#### EXERCISE DESCRIPTION:
Copy all of the data below verbatim, keeping every line unchanged and in its original order.
= = = =
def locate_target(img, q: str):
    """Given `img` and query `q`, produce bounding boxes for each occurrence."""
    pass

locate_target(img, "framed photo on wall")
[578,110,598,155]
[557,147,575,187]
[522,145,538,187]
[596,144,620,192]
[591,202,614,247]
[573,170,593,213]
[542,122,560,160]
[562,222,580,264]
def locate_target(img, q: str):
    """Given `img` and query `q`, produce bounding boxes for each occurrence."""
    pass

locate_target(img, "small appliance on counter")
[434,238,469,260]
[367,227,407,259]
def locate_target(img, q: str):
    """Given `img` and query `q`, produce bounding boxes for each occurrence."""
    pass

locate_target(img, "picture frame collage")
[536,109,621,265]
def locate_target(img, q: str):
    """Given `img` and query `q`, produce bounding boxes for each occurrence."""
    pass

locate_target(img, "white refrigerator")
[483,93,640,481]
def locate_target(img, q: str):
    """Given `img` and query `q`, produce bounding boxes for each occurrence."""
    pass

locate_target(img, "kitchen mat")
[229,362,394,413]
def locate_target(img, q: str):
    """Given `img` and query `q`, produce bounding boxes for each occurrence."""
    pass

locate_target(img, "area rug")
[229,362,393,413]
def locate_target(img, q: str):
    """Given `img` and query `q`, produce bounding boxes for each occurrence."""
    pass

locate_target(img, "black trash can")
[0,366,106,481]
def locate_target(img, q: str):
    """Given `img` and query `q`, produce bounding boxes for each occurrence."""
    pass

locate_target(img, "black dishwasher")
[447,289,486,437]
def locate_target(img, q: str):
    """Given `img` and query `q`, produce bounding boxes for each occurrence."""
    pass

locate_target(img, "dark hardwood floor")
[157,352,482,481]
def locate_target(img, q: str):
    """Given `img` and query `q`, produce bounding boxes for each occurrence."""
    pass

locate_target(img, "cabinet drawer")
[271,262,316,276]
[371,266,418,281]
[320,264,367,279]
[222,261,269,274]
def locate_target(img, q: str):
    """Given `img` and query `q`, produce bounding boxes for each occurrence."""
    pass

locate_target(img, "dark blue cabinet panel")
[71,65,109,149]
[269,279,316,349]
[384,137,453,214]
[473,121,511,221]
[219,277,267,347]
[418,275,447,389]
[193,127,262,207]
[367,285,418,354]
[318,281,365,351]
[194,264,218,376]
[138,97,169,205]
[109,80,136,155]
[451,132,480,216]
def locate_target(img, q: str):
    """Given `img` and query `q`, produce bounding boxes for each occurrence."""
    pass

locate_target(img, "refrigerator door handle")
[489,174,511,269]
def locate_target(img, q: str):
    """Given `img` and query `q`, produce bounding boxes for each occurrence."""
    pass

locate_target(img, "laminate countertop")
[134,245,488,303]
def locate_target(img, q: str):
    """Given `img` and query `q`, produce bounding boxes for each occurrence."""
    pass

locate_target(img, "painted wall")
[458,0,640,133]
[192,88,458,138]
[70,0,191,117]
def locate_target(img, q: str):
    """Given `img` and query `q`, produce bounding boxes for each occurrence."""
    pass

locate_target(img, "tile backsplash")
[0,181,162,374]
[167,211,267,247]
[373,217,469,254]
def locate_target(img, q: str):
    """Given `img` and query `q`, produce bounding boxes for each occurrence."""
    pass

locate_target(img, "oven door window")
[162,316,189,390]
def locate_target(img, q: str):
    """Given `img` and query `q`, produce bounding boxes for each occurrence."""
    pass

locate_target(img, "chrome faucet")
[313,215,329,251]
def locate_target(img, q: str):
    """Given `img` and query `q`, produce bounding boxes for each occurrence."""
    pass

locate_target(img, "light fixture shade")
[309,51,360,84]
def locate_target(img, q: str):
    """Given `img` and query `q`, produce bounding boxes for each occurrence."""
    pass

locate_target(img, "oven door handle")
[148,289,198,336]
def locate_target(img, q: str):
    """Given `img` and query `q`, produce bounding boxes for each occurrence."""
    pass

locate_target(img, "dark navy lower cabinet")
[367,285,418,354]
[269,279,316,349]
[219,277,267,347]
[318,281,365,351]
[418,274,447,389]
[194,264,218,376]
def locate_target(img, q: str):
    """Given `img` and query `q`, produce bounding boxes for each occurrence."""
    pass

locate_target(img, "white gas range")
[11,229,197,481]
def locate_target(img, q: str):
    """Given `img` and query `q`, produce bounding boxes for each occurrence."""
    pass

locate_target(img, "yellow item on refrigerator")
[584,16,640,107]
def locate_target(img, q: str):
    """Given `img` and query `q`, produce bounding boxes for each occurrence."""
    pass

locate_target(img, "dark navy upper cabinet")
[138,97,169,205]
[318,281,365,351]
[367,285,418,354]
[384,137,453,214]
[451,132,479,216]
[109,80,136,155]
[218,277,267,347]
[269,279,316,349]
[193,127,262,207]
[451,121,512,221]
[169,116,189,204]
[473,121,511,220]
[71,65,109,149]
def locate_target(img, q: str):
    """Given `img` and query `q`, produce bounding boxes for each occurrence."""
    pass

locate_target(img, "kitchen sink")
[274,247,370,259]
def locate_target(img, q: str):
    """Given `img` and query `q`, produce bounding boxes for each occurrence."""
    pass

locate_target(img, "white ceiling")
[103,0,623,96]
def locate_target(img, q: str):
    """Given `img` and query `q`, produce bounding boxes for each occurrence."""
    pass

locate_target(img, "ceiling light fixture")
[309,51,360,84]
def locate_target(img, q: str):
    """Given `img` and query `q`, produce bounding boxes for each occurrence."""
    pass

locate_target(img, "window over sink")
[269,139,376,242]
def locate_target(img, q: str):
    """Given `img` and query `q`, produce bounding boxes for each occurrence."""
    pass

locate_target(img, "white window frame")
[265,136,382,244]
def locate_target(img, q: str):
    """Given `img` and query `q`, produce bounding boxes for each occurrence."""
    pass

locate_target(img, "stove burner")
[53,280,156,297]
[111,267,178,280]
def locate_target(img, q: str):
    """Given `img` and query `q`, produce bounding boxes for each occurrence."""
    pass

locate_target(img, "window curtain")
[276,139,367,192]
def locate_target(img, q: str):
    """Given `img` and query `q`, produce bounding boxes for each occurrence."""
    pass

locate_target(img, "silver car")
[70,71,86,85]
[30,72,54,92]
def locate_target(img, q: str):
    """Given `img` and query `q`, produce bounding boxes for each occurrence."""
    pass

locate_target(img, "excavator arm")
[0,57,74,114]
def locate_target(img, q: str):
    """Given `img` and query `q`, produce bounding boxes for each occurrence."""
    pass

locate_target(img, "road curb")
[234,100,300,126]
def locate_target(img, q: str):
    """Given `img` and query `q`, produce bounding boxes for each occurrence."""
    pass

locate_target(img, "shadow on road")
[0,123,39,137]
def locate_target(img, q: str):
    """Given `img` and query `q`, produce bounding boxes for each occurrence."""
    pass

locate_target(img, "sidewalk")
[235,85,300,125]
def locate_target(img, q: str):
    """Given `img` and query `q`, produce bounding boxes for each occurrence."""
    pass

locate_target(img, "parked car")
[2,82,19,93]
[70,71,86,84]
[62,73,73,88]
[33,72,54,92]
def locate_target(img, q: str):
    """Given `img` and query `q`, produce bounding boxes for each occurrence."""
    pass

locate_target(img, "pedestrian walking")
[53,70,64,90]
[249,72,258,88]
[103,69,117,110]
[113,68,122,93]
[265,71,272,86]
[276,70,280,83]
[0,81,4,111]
= = = =
#### OUTPUT FOR THIS TASK:
def locate_target(img, q: str):
    """Given `img` and query `q`, produce bounding boxes for each occurrence."""
    pass

locate_target(img, "framed photo on wall")
[578,110,598,155]
[557,147,575,187]
[522,145,538,187]
[596,144,620,192]
[591,202,614,247]
[573,170,593,213]
[542,122,560,160]
[562,222,580,264]
def locate_target(img, q: str):
    """Given `img` and query `q`, produce bounding boxes for each occurrence."""
    pass

locate_target(img, "small appliance on counter")
[434,238,469,260]
[367,227,407,259]
def locate_target(img, q: str):
    """Given `img` and query `q`, produce bounding boxes for each occurrence."""
    pass

locate_target(img, "picture frame collage")
[536,109,621,265]
def locate_target(img, q: str):
    """Given `img` and query `q`, produce bounding boxes for each occurrence."""
    pass

locate_target(img, "white refrigerator")
[483,93,640,481]
def locate_target(img, q: str):
    """Given `img` and query `q`, produce bounding boxes for each occurrence."""
    pass

locate_target(img, "kitchen mat")
[229,362,394,413]
def locate_target(img, q: str):
    """Given `img` and query `q`, produce bounding boxes for each occurrence."""
    pass

locate_target(img, "area rug")
[229,362,393,413]
def locate_target(img, q: str):
    """Given `img` and query `q`, produce bounding boxes for each occurrence."""
    pass

locate_target(img, "black trash can")
[0,366,106,481]
def locate_target(img, q: str):
    """Given `img` and query `q`, produce bounding boxes for each occurrence."""
    pass

locate_target(img, "black dishwasher")
[447,289,486,437]
def locate_target(img, q: str):
    """Given `img` and query `q`, produce bounding boxes for each occurrence."""
    pass

locate_target(img, "dark hardwood floor")
[157,352,482,481]
def locate_target(img, q: str):
    """Given `img` and query `q`, produce bounding boxes for each occurrence."""
    pass

locate_target(img, "cabinet drawer")
[271,262,316,276]
[371,266,418,281]
[320,264,367,279]
[222,261,269,274]
def locate_target(img, q: str):
    """Given `img` and query `q`, produce bounding boxes for each occurrence."""
    pass

locate_target(img, "dark blue cabinet panel")
[71,65,109,149]
[269,279,316,349]
[384,137,453,214]
[473,121,511,221]
[219,277,267,347]
[418,275,447,389]
[193,127,262,207]
[367,285,418,354]
[318,281,365,351]
[194,264,218,376]
[138,97,169,205]
[109,80,136,155]
[451,132,480,216]
def locate_target(img, q: str):
    """Given `img` and query `q`, produce bounding boxes for each occurrence."""
    pass

locate_target(img, "refrigerator door handle")
[489,174,511,269]
def locate_target(img, q: str):
    """Given `img` and query `q`, produce bounding boxes for each occurrence."""
    pass

locate_target(img, "laminate countertop")
[134,245,488,303]
def locate_target(img, q: str):
    """Given `img` and query `q`, produce bounding boxes for each occurrence."""
    pass

locate_target(img, "painted wall")
[458,0,640,133]
[192,88,458,138]
[70,0,191,117]
def locate_target(img, q: str):
    """Given `img` and query `q`, produce bounding boxes for each occurrence."""
    pass

locate_target(img, "tile backsplash")
[0,181,162,374]
[167,211,267,247]
[373,217,469,254]
def locate_target(img, q: str):
    """Given `img` and query `q`, produce bounding boxes for each occurrence."""
    pass

locate_target(img, "oven door window")
[162,316,189,390]
def locate_target(img, q: str):
    """Given `img` and query `q`, produce bounding boxes for each occurrence."""
    pass

locate_target(img, "chrome faucet")
[313,215,329,251]
def locate_target(img, q: str):
    """Given `img` and query `q`, produce bounding boxes for each occurrence."""
    pass

locate_target(img, "light fixture shade")
[309,51,360,84]
def locate_target(img, q: str):
    """Given `img` and query `q`, produce bounding boxes for each occurrence."""
    pass

locate_target(img, "oven door handle")
[148,289,198,336]
def locate_target(img, q: str):
    """Given `img` and query `q`, produce bounding boxes for each occurrence."""
    pass

locate_target(img, "dark navy lower cabinet")
[367,285,418,354]
[269,279,316,349]
[219,277,267,347]
[318,281,365,351]
[418,274,447,389]
[194,264,218,376]
def locate_target(img, q: str):
    """Given `img` and query `q`, produce bounding boxes for each occurrence."""
    pass

locate_target(img, "white gas range")
[11,229,197,481]
def locate_target(img, q: str):
    """Given `img` and query `q`, produce bounding boxes for each occurrence."""
    pass

locate_target(img, "yellow item on refrigerator")
[584,16,640,107]
def locate_target(img, q: str):
    """Given `img` and query `q`, produce bounding boxes for each occurrence."""
    pass

locate_target(img, "dark navy upper cabinet")
[138,97,169,205]
[318,281,365,351]
[367,285,418,354]
[384,137,453,214]
[451,132,479,216]
[109,80,136,155]
[218,277,267,347]
[269,279,316,349]
[193,127,262,207]
[451,121,512,221]
[169,116,189,204]
[473,121,511,220]
[71,65,109,149]
def locate_target(img, q: str):
    """Given `img` and query `q`, produce bounding boxes for each occurrence."""
    pass

locate_target(img, "kitchen sink")
[274,247,370,259]
def locate_target(img, q: str):
    """Given `img` and query `q`, produce bounding boxes for each occurrence."""
    pass

locate_target(img, "white ceiling")
[103,0,623,96]
def locate_target(img, q: str):
    """Given `img` and query `q`, produce bounding boxes for each occurrence."""
    pass

locate_target(img, "ceiling light fixture")
[309,51,360,84]
def locate_target(img, q: str):
    """Given `img` and query `q`, produce bounding boxes for each occurrence."""
    pass

locate_target(img, "window over sink")
[269,139,376,242]
def locate_target(img, q: str):
    """Given `img` and query `q`, produce bounding boxes for each occurrence."""
    pass

locate_target(img, "white window frame")
[265,136,382,244]
def locate_target(img, q: str):
    """Given `img` and query `q`, produce bounding boxes for each occurrence."""
    pass

locate_target(img, "stove burner")
[53,280,156,297]
[111,267,178,280]
def locate_target(img, q: str):
    """Given `img` and query `q`, produce bounding boxes for each occurrence."""
    pass

locate_target(img, "window curtain")
[276,139,367,192]
def locate_target(img, q: str):
    """Given `img` and query `q`, produce bounding boxes for each occurrence."""
    pass

locate_target(img, "silver car")
[70,71,86,85]
[30,72,54,92]
def locate_target(img, q: str):
    """Given `img` and query `q`, produce bounding boxes for each occurrence."""
    pass

locate_target(img, "excavator arm")
[0,57,74,114]
def locate_target(img, q: str):
    """Given `img` and query `q`, produce bounding boxes for each occurrence."""
    pass

locate_target(img, "road curb")
[234,100,300,126]
def locate_target(img, q: str):
    """Given `img` and query `q`, produce bounding boxes for each occurrence."""
    pass

locate_target(img, "shadow on road")
[0,123,39,137]
def locate_target(img, q: str):
    """Given `img` and query `q`, produce bounding boxes for each occurrence."""
    pass

locate_target(img, "sidewalk")
[235,85,300,125]
def locate_target(img, q: str):
    """Given `img` and query `q`, produce bounding boxes for each occurrence."""
    pass

locate_target(img, "parked car")
[2,82,19,93]
[70,71,86,84]
[62,73,73,88]
[33,72,54,92]
def locate_target(img, q: str):
    """Given `img` and query `q`, produce bounding boxes for each occurrence."""
    pass

locate_target(img, "pedestrian walking")
[53,70,64,90]
[249,72,258,88]
[103,69,117,110]
[113,68,122,93]
[265,71,272,86]
[276,70,280,83]
[0,81,4,111]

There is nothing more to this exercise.